» Desafio 1:
Responda com base no texto sobre a reforma agrária:
(a) Quem declarou que não existe mais latifúndio no Brasil?
(b) O que o ministro Patrus Ananias prometeu?
(c) Que índices ele considera preciso atualizar?

A ressurreição da reforma
agrária?
Antônio Márcio Buainain
O programa de reforma agrária estava
engavetado, morrendo lenta e indefinidamente, como ocorre com muitas
instituições e políticas públicas no Brasil. Tudo indicava que este seria o
destino da reforma agrária, cuja realização já estava fora da agenda do próprio
governo federal.
Mas o debate voltou, e animado! A ministra Katia Abreu declarou
que não existe mais latifúndio no Brasil e que as intervenções fundiárias devem
ser pontuais, com total respeito à legislação vigente que protege a propriedade
privada.
O ministro Patrus Ananias discorda ipsis litteris da colega e diz que
o latifúndio existe e predomina no agronegócio brasileiro, que é preciso
observar com mais rigor o caráter social da propriedade da terra e atualizar os
índices de produtividade, parâmetros para as desapropriações. Prometeu reativar
a reforma agrária.

[Entradas de identificação de localização]
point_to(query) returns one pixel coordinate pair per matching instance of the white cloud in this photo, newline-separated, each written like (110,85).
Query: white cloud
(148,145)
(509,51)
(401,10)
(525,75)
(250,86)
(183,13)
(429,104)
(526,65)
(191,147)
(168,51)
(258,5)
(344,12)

» Desafio 2: Reescreva os registros como uma lista JSON de strings, uma para cada linha, sem incluir linhas em branco.

» Resposta certa 1:
(a) A ministra Katia Abreu.
(b) Reativar a reforma agrária.
(c) Os índices de produtividade.

» Resposta certa 2:
[
  "point_to(query) returns one pixel coordinate pair per matching instance of the white cloud in this photo, newline-separated, each written like (110,85).",
  "Query: white cloud",
  "(148,145)",
  "(509,51)",
  "(401,10)",
  "(525,75)",
  "(250,86)",
  "(183,13)",
  "(429,104)",
  "(526,65)",
  "(191,147)",
  "(168,51)",
  "(258,5)",
  "(344,12)"
]